**WHAT THE EXERCISE ASKS**
Without pictures, repeat exactly the lines from the one containing "TARGET = edge of pond" through the end of the entries.

Saved entries
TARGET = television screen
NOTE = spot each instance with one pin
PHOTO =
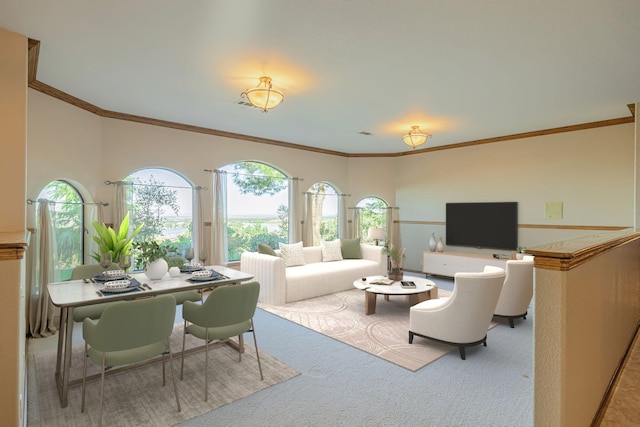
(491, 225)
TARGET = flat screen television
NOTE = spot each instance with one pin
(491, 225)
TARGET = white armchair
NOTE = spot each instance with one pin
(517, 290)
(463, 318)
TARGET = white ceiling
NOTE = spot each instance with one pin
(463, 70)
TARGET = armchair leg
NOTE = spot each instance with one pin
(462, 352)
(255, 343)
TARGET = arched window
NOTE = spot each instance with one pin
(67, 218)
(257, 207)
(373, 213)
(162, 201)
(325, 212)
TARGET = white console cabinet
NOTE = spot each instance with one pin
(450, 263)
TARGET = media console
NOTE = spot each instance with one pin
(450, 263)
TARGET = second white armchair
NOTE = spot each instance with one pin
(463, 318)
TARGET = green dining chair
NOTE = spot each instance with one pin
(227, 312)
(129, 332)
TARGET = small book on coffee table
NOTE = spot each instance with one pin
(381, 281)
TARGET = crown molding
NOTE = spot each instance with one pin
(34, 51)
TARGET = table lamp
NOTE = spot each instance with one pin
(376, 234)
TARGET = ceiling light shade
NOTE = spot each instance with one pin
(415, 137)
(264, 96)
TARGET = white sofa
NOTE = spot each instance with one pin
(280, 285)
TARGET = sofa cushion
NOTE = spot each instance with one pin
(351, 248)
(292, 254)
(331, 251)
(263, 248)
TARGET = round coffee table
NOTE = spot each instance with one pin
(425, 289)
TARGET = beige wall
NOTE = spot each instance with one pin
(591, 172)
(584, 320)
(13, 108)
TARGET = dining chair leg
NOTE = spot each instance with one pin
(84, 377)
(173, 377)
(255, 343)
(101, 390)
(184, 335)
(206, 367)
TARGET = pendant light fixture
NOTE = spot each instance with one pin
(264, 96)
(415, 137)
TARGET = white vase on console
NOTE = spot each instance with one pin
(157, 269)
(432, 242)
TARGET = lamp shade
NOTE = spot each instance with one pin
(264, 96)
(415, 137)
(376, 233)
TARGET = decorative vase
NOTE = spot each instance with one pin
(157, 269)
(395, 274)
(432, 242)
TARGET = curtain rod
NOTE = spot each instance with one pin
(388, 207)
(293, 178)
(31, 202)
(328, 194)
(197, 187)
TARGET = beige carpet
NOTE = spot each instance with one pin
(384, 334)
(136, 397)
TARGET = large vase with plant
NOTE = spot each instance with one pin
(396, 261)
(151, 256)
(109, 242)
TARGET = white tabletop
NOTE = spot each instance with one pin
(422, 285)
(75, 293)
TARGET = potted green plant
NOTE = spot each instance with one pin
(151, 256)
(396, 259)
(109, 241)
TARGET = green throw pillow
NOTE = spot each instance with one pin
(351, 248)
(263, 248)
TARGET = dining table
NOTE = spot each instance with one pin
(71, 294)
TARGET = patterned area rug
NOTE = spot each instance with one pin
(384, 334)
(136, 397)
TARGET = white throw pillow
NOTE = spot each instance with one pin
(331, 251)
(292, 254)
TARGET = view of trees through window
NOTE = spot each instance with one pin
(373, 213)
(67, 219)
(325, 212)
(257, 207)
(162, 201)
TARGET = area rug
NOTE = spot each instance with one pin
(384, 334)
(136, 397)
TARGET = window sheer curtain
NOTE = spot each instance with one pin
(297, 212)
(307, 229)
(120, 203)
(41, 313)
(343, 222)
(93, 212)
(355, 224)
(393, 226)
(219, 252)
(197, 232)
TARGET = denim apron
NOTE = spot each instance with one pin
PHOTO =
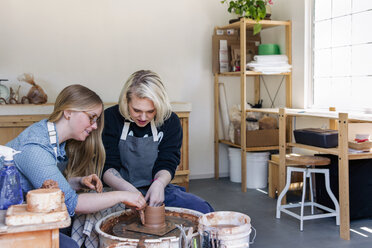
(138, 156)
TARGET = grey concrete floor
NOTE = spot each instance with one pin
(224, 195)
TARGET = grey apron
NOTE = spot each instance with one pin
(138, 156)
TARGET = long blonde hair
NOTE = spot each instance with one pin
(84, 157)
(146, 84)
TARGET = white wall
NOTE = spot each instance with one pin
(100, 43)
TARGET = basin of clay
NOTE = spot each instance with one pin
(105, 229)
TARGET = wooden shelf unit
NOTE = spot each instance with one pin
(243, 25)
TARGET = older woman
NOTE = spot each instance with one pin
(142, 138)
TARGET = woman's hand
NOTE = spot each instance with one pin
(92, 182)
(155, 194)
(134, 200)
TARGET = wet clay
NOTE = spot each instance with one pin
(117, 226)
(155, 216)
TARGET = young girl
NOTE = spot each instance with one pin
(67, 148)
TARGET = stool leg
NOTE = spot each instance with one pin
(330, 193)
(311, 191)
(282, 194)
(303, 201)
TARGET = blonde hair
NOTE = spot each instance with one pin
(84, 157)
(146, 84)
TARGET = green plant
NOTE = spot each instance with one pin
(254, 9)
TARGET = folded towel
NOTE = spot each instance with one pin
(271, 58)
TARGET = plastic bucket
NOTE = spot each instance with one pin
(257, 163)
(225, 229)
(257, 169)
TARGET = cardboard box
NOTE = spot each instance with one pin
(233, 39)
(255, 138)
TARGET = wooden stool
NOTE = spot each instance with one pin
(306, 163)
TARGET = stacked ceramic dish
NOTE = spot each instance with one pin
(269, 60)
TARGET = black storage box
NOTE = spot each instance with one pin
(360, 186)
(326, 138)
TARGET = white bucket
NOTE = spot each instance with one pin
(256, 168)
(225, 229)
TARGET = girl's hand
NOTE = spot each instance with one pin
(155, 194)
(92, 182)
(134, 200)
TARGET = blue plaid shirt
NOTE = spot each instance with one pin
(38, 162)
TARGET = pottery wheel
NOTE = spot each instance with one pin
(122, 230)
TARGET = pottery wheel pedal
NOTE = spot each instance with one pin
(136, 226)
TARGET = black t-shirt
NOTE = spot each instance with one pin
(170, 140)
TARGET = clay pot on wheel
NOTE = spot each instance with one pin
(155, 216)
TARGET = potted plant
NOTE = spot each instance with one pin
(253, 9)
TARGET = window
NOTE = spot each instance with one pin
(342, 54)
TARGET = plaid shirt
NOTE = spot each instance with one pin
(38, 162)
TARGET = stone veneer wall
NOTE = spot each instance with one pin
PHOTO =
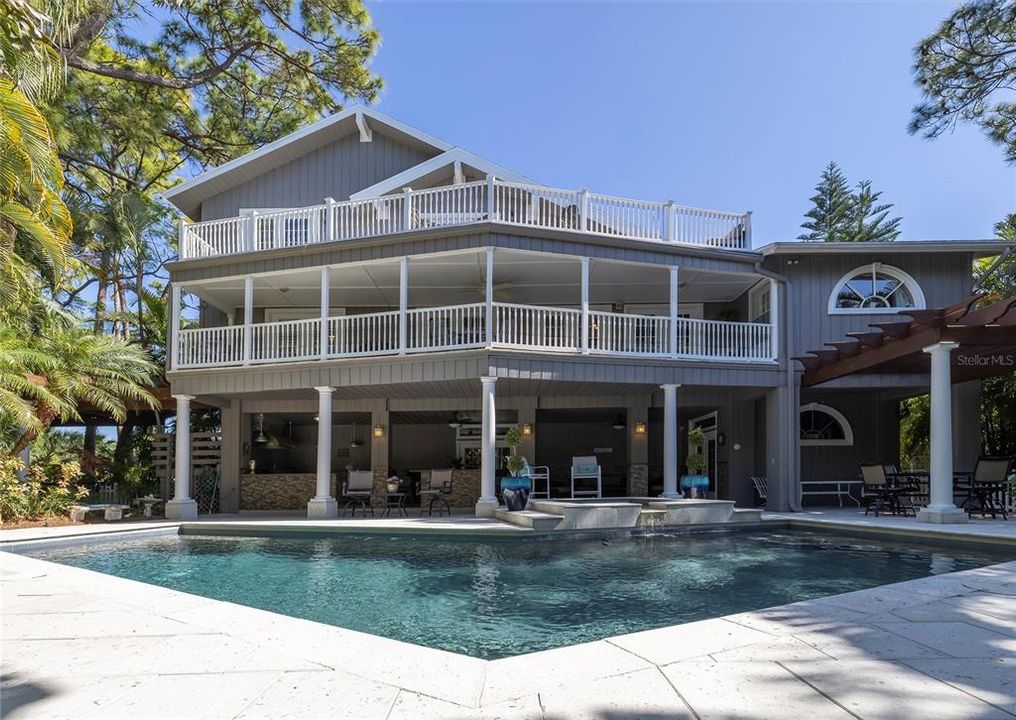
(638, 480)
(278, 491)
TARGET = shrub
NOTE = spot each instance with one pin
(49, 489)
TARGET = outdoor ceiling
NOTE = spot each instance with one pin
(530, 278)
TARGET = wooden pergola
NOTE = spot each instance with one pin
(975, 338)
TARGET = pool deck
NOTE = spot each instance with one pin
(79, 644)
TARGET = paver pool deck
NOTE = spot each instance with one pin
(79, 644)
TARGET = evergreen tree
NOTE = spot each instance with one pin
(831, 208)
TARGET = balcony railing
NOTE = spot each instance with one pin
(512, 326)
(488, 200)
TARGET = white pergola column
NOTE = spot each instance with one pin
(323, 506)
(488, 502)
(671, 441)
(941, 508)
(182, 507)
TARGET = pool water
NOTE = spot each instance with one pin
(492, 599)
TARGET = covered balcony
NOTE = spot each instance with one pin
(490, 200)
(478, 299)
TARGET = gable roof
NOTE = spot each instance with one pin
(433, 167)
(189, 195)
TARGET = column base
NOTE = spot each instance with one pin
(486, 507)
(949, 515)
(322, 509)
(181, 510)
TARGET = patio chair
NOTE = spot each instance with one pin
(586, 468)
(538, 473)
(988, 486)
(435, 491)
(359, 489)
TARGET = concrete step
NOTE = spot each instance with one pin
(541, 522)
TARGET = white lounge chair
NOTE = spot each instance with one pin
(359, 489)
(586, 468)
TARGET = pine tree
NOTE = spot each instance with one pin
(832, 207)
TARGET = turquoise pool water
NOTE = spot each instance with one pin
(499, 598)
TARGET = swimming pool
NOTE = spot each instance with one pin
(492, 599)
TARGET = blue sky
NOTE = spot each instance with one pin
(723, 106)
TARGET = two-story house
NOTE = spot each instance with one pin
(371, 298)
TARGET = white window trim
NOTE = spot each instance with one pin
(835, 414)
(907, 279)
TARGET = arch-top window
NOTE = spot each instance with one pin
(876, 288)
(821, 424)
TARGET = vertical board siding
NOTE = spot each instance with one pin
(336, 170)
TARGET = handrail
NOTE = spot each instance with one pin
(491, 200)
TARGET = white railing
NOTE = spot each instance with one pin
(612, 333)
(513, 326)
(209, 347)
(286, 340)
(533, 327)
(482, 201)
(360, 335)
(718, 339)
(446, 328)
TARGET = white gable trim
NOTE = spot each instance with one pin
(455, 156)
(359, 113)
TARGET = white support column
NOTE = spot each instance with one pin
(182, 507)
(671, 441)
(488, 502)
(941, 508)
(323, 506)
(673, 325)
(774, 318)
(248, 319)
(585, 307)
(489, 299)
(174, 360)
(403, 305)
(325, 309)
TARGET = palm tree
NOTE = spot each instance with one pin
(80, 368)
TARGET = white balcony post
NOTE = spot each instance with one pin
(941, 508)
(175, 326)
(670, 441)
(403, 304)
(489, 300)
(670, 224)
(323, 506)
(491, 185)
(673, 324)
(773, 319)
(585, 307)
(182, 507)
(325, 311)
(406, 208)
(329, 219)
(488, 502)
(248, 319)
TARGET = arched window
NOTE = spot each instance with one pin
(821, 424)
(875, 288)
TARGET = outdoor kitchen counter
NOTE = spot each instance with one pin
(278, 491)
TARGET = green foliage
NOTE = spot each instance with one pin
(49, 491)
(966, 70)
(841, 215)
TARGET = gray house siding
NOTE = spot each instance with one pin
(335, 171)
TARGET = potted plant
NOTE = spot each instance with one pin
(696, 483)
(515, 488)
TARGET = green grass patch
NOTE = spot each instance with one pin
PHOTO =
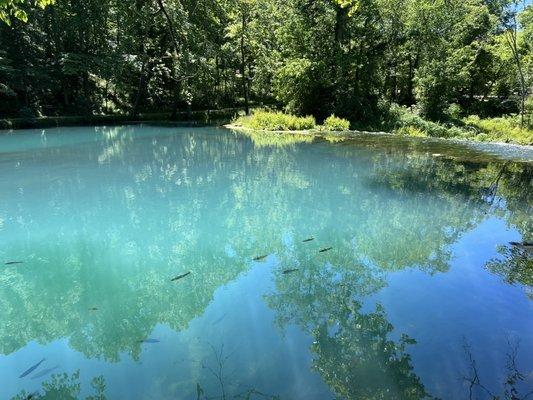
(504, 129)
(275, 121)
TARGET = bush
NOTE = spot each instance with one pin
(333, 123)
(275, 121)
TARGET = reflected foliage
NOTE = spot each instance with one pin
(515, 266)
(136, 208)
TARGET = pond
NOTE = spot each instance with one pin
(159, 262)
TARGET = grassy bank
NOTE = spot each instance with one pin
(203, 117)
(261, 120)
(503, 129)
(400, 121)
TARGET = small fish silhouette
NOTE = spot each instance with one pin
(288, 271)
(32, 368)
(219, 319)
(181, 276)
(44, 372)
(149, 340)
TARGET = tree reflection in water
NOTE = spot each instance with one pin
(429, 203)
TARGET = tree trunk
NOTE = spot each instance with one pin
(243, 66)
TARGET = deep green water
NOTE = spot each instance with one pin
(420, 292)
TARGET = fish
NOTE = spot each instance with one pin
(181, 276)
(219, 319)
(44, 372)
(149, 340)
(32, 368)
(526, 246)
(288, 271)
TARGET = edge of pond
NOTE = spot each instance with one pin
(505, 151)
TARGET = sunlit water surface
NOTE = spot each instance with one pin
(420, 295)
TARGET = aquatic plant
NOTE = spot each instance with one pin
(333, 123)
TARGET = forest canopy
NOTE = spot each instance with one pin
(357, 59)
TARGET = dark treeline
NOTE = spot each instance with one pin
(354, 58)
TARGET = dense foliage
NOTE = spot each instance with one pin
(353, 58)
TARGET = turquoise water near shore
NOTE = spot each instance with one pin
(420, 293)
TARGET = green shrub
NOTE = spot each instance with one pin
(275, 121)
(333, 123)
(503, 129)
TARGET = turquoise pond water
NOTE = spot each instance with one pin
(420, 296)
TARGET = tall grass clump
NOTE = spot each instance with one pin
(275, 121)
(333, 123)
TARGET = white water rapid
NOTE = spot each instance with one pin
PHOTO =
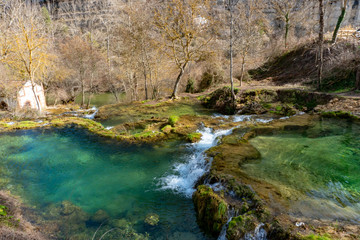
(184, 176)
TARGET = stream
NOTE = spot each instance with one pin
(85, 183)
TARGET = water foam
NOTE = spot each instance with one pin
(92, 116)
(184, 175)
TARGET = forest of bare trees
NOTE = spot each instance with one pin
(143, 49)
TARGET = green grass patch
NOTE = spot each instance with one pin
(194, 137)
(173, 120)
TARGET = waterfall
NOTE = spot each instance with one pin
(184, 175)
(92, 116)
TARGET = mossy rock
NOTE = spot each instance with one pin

**RESULT OF THIS TASK**
TARGET = edge of pond
NOTE = spot each instance with one pin
(505, 151)
TARGET = sunlit water surface
NOTE = spot each instance with one pin
(420, 295)
TARGET = aquatic plant
NOTE = spot each instance with one pin
(333, 123)
TARGET = forest canopy
NOTE = spot each instance with one pin
(357, 59)
TARGET = dark treeline
NOTE = spot each instance with one pin
(354, 58)
TARGET = dense foliage
NOTE = spot each instance with one pin
(353, 58)
TARGET = turquoise water near shore
NOTE = spot each instance with one pin
(420, 293)
TARGET = green shrub
NOTE = spot each instance with one pin
(275, 121)
(333, 123)
(503, 129)
TARGET = turquoise pond water
NOTE = spot each instance with one pin
(420, 296)
TARGET = tall grass clump
NOTE = spot each instance with one pin
(275, 121)
(333, 123)
TARGET = white water rapid
NOTE = spot each instance with one pin
PHOTO =
(184, 176)
TARGET = stream
NOTE = spot each instance with one pin
(85, 183)
TARGET = water foam
NOTE = spot each instance with one pin
(92, 116)
(184, 175)
TARGET = forest of bare trees
NOTE = spot each instance with one pin
(143, 49)
TARGET = green grass patch
NOTE = spot each instance with one pin
(194, 137)
(173, 120)
TARGET = waterfall
NOTE = spot each instance with one pin
(184, 175)
(92, 116)
TARGET = mossy rock
NOTE = spot each instance with one pin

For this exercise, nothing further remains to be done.